What to do: Render the entries below as a two-column CSV with the header columns entry_text and answer, one row per entry. Place each entry's text and its answer in a single quoted field each, with any line breaks replaced by spaces.

Data entries:
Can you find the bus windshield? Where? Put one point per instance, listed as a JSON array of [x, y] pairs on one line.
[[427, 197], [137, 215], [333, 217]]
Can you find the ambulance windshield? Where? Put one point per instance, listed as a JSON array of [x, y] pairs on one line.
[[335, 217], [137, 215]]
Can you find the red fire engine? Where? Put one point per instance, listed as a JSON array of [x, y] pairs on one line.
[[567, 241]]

Final result:
entry_text,answer
"Can you find the bus windshield? Where? Put one point per instance, listed as a JSON array of [x, y] pairs on one line.","[[427, 197], [137, 215], [333, 217]]"
"Can you find the ambulance windshield? Where? Put one point per instance, listed as a JSON array of [x, y] pairs on one line.","[[335, 217], [137, 215]]"
"Can you find the red fire engine? Where? Put one point per instance, listed as a JSON array of [x, y] pairs on one line.","[[567, 241]]"